--- Selected extract ---
┏━━

Have you ever met a person who does not know how to stop talking?
I recall being in a meeting with someone like that. It felt like the waves of words just kept coming and you couldn’t catch a breath. After a few attempts to be heard, everyone else tuned out. As we left the meeting, a few of us gathered around the corner. First, some bonding over the painful experience: “He sure likes the sound of his own voice”. Then we did the postmortem on the problem. It turned into a real discussion that should have happened in the room.
I’m sure you can recognize the type. They talk a lot and don’t hesitate to talk over others. They are often loud and dominant, and it’s hard to get a word in. When they speak, they look happy, animated and in their own element. Often, they are completely oblivious to the body language around them and the temperature in the room.
How other people behave in their presence depends on their personality and level of influence. Some roll their eyes, some check out and stop paying attention, and some slam the door and leave. Unless there is another strong personality in the room that can stop the barrage of words and facilitate the conversation, the discussion does not really happen.

┗━━

--- Records supplied ---
┏━━

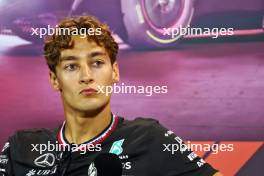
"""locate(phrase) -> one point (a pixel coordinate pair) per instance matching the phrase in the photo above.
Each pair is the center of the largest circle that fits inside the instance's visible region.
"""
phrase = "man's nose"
(86, 74)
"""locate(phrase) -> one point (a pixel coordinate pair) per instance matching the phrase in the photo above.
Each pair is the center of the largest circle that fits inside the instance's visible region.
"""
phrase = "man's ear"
(54, 81)
(115, 74)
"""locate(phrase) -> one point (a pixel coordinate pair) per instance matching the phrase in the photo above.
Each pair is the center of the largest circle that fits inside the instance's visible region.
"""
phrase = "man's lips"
(88, 91)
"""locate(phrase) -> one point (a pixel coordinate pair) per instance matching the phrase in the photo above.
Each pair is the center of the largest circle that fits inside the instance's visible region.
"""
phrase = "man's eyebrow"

┗━━

--- What to work on ---
[1] In the text about people who won't stop talking, what did everyone else in the meeting do after a few attempts to be heard?
[2] Continue the text about people who won't stop talking, picking up right after its final sentence.
Please treat the data as irrelevant here; it has no role in what is asked.

--- Set of answers ---
[1] They tuned out.

[2]
When we speak of business analysis competencies, we want to see the business analyst as the wise and seasoned facilitator who will manage the loudspeakers in the room and will ensure everyone is heard and has a chance to speak.
When they constantly speak over other people? When they talk over the customer, and on behalf of the customer, never having listened to the customer in the first place?
A few things might happen. One is for sure: real analysis will not happen.
Subject matter experts might get frustrated and resort to passive resistance. They may stop sharing information, decline meetings or try to get out of the project.
An inexperienced project team member may be too timid to object or will assume that the business analyst knows everything, and their input is not required. They might let the business analyst single-handedly make a judgement on business needs and requirements without much dispute.
An experienced person who has worked with other business analysts before and recognizes this as unprofessional behaviour might request to replace the business analyst with someone who knows how to listen. This may work if the requestor has enough influence.
Otherwise, if the rest of the team really cares about the project, they will discuss and design the solution while shutting out the analyst incapable of listening.
In the worst-case scenario, the customers will sign off without an argument, and the development team will work to implement exactly what the business analyst has captured. Which may be completely useless, since it was a solution defined without discussion and without analysis. The blame will go around in circles.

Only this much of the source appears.